ABOUT THIS TASK » Set down every entry again word for word, please, but skip the pictures.

RECORDED DATA »
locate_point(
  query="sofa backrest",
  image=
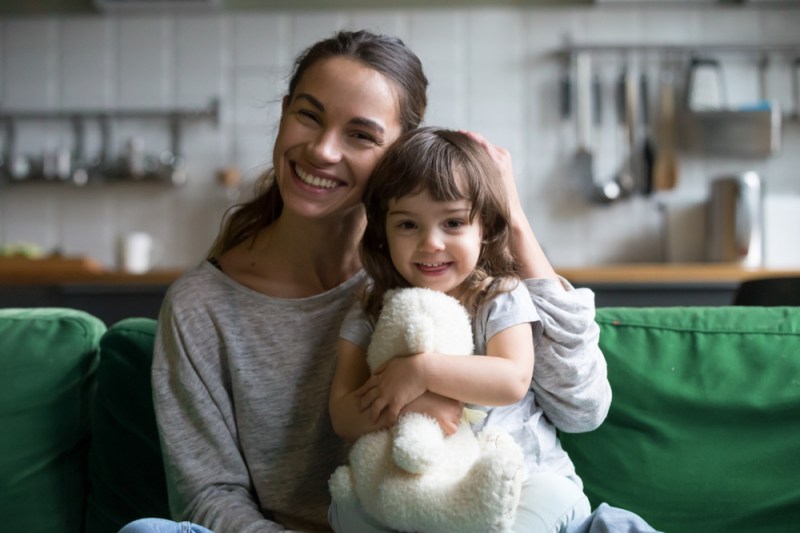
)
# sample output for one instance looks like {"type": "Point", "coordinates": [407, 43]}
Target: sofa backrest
{"type": "Point", "coordinates": [704, 428]}
{"type": "Point", "coordinates": [48, 359]}
{"type": "Point", "coordinates": [126, 473]}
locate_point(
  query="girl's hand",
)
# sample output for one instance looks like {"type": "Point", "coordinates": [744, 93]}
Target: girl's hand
{"type": "Point", "coordinates": [393, 386]}
{"type": "Point", "coordinates": [446, 411]}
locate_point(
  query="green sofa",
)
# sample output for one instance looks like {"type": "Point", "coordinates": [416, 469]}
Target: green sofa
{"type": "Point", "coordinates": [703, 433]}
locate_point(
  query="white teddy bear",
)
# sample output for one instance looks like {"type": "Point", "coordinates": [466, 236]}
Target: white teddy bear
{"type": "Point", "coordinates": [413, 477]}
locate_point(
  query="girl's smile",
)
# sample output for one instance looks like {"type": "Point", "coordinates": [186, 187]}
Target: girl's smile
{"type": "Point", "coordinates": [433, 244]}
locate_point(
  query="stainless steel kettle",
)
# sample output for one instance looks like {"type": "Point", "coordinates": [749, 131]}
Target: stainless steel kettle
{"type": "Point", "coordinates": [734, 220]}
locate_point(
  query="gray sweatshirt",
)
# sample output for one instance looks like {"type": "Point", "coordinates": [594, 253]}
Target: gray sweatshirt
{"type": "Point", "coordinates": [241, 385]}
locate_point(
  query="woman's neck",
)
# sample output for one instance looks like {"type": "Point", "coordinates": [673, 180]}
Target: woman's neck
{"type": "Point", "coordinates": [295, 257]}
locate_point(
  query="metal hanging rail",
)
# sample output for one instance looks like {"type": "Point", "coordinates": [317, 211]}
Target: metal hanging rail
{"type": "Point", "coordinates": [210, 112]}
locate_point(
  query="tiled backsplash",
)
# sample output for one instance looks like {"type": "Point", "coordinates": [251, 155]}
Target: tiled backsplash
{"type": "Point", "coordinates": [491, 70]}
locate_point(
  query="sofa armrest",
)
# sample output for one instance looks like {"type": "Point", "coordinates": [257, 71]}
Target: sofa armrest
{"type": "Point", "coordinates": [125, 467]}
{"type": "Point", "coordinates": [48, 358]}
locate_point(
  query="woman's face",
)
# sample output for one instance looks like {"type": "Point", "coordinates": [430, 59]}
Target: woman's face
{"type": "Point", "coordinates": [341, 118]}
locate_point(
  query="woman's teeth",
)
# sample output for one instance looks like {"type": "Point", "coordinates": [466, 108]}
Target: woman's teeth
{"type": "Point", "coordinates": [314, 181]}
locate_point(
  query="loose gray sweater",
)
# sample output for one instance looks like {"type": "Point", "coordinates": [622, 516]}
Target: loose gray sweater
{"type": "Point", "coordinates": [241, 385]}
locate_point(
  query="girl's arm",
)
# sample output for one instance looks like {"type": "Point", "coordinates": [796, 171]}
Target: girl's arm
{"type": "Point", "coordinates": [350, 421]}
{"type": "Point", "coordinates": [502, 377]}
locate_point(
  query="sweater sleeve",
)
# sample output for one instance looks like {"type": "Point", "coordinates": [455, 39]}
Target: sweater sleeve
{"type": "Point", "coordinates": [570, 379]}
{"type": "Point", "coordinates": [208, 480]}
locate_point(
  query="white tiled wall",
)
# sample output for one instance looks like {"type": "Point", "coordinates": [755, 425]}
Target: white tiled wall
{"type": "Point", "coordinates": [491, 70]}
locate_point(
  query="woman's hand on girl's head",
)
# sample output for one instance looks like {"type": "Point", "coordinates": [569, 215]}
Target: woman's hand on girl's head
{"type": "Point", "coordinates": [392, 386]}
{"type": "Point", "coordinates": [502, 159]}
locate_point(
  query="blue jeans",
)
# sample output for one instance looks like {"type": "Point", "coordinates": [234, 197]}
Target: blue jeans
{"type": "Point", "coordinates": [161, 525]}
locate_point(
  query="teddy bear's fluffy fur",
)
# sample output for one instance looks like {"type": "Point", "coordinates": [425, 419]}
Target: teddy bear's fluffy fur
{"type": "Point", "coordinates": [413, 477]}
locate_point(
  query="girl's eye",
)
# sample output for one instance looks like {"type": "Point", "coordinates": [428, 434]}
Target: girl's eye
{"type": "Point", "coordinates": [364, 137]}
{"type": "Point", "coordinates": [309, 115]}
{"type": "Point", "coordinates": [406, 224]}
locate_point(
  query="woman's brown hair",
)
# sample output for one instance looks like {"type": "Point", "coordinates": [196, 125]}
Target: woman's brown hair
{"type": "Point", "coordinates": [386, 55]}
{"type": "Point", "coordinates": [450, 166]}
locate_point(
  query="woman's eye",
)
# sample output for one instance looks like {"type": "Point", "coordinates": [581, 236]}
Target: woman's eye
{"type": "Point", "coordinates": [365, 137]}
{"type": "Point", "coordinates": [310, 115]}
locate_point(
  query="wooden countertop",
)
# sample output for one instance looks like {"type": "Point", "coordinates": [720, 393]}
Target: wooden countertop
{"type": "Point", "coordinates": [65, 270]}
{"type": "Point", "coordinates": [666, 273]}
{"type": "Point", "coordinates": [47, 271]}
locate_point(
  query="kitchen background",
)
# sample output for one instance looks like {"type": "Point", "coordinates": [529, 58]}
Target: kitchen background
{"type": "Point", "coordinates": [496, 70]}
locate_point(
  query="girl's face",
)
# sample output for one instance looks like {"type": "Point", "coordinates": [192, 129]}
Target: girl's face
{"type": "Point", "coordinates": [433, 244]}
{"type": "Point", "coordinates": [334, 129]}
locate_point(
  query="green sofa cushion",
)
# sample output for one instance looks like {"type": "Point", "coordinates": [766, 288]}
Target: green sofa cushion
{"type": "Point", "coordinates": [704, 428]}
{"type": "Point", "coordinates": [125, 467]}
{"type": "Point", "coordinates": [48, 358]}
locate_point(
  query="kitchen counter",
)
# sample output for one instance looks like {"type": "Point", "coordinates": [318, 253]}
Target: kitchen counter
{"type": "Point", "coordinates": [80, 270]}
{"type": "Point", "coordinates": [668, 273]}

WRITTEN SOLUTION »
locate_point(
  query="sofa backrest",
  image=
)
# sample output for one instance looks like {"type": "Point", "coordinates": [407, 43]}
Target: sofa backrest
{"type": "Point", "coordinates": [704, 428]}
{"type": "Point", "coordinates": [48, 359]}
{"type": "Point", "coordinates": [126, 473]}
locate_point(
  query="girl's hand",
)
# sample output for one instance looks like {"type": "Point", "coordinates": [744, 93]}
Target: girl's hand
{"type": "Point", "coordinates": [393, 386]}
{"type": "Point", "coordinates": [446, 411]}
locate_point(
  query="green sofa",
)
# sample output for one instance looks like {"type": "Point", "coordinates": [416, 469]}
Target: green sofa
{"type": "Point", "coordinates": [703, 433]}
locate_point(
  query="white teddy bear",
)
# sample output for one instance looks like {"type": "Point", "coordinates": [466, 236]}
Target: white teddy bear
{"type": "Point", "coordinates": [413, 477]}
locate_point(
  query="girl's smile",
)
# sample output for one instance looks like {"type": "Point", "coordinates": [186, 187]}
Target: girl's smile
{"type": "Point", "coordinates": [433, 244]}
locate_point(
  query="stainless steel kettle",
)
# sample output for one instance looks like {"type": "Point", "coordinates": [749, 131]}
Target: stainless steel kettle
{"type": "Point", "coordinates": [734, 220]}
locate_point(
  query="gray sweatshirt",
)
# sample output for one instance looks like {"type": "Point", "coordinates": [594, 253]}
Target: gray sweatshirt
{"type": "Point", "coordinates": [241, 385]}
locate_point(
  query="woman's neck",
)
# sample output for one instance looks like {"type": "Point", "coordinates": [673, 180]}
Target: woman's neck
{"type": "Point", "coordinates": [295, 257]}
locate_point(
  query="metal hanging rail",
)
# sample output for one instance looks like {"type": "Point", "coordinates": [317, 211]}
Target: metal hanging rail
{"type": "Point", "coordinates": [210, 112]}
locate_point(
  query="tiled backsplash",
)
# sample output for one instance looks like {"type": "Point", "coordinates": [251, 155]}
Target: tiled backsplash
{"type": "Point", "coordinates": [491, 70]}
locate_point(
  query="sofa armrest",
)
# sample output for one instance looks like {"type": "Point", "coordinates": [257, 71]}
Target: sofa armrest
{"type": "Point", "coordinates": [125, 467]}
{"type": "Point", "coordinates": [48, 358]}
locate_point(
  query="woman's face",
)
# sample output for one instance looks like {"type": "Point", "coordinates": [430, 59]}
Target: woman's face
{"type": "Point", "coordinates": [341, 118]}
locate_point(
  query="woman's teeth",
)
# sample output for one instance looks like {"type": "Point", "coordinates": [466, 108]}
Target: woman's teeth
{"type": "Point", "coordinates": [314, 181]}
locate_point(
  query="loose gray sweater",
)
# sample output for one instance looks like {"type": "Point", "coordinates": [622, 516]}
Target: loose gray sweater
{"type": "Point", "coordinates": [241, 385]}
locate_point(
  query="girl's arm",
)
# sample output for one instance looks like {"type": "Point", "coordinates": [796, 171]}
Target: girl's arm
{"type": "Point", "coordinates": [350, 421]}
{"type": "Point", "coordinates": [502, 377]}
locate_point(
  query="sweater sleeve",
)
# sample output for one instance looks like {"type": "Point", "coordinates": [455, 39]}
Target: sweater sleeve
{"type": "Point", "coordinates": [570, 379]}
{"type": "Point", "coordinates": [208, 480]}
locate_point(
  query="white tiled wall",
)
# sample output for one instance looks like {"type": "Point", "coordinates": [755, 425]}
Target: white tiled wall
{"type": "Point", "coordinates": [491, 70]}
locate_point(
  query="woman's hand on girl's head",
)
# sample output for one instance looks like {"type": "Point", "coordinates": [569, 215]}
Target: woman's hand on girl's head
{"type": "Point", "coordinates": [392, 386]}
{"type": "Point", "coordinates": [502, 159]}
locate_point(
  query="blue jeans",
)
# sample output for one instance looks like {"type": "Point", "coordinates": [234, 197]}
Target: blue jeans
{"type": "Point", "coordinates": [161, 525]}
locate_point(
  query="teddy bear's fluffy fur",
)
# sample output for one instance looks like {"type": "Point", "coordinates": [425, 419]}
Target: teddy bear's fluffy fur
{"type": "Point", "coordinates": [413, 477]}
locate_point(
  query="girl's eye",
)
# sample output for one instance looks like {"type": "Point", "coordinates": [428, 434]}
Target: girl's eye
{"type": "Point", "coordinates": [364, 137]}
{"type": "Point", "coordinates": [309, 115]}
{"type": "Point", "coordinates": [406, 224]}
locate_point(
  query="woman's brown hair",
)
# sample output for one instance looks like {"type": "Point", "coordinates": [196, 125]}
Target: woman's brown hair
{"type": "Point", "coordinates": [386, 55]}
{"type": "Point", "coordinates": [450, 166]}
locate_point(
  query="woman's eye",
)
# sample output for one instance looks like {"type": "Point", "coordinates": [581, 236]}
Target: woman's eye
{"type": "Point", "coordinates": [365, 137]}
{"type": "Point", "coordinates": [310, 115]}
locate_point(
  query="wooden countertop",
)
# sample output for one instance looks like {"type": "Point", "coordinates": [720, 393]}
Target: wooden countertop
{"type": "Point", "coordinates": [65, 270]}
{"type": "Point", "coordinates": [666, 273]}
{"type": "Point", "coordinates": [47, 271]}
locate_point(
  query="kitchen background",
)
# sample output for one instance looks like {"type": "Point", "coordinates": [529, 58]}
Target: kitchen background
{"type": "Point", "coordinates": [496, 70]}
locate_point(
  query="girl's face",
)
# sample output for one instance looks like {"type": "Point", "coordinates": [192, 129]}
Target: girl's face
{"type": "Point", "coordinates": [433, 244]}
{"type": "Point", "coordinates": [334, 129]}
locate_point(
  query="green sofa cushion",
)
# sample output for one instance looks like {"type": "Point", "coordinates": [766, 288]}
Target: green sofa cushion
{"type": "Point", "coordinates": [704, 428]}
{"type": "Point", "coordinates": [125, 467]}
{"type": "Point", "coordinates": [48, 358]}
locate_point(
  query="kitchen counter",
)
# sample output for one instance looks like {"type": "Point", "coordinates": [318, 253]}
Target: kitchen counter
{"type": "Point", "coordinates": [80, 270]}
{"type": "Point", "coordinates": [668, 273]}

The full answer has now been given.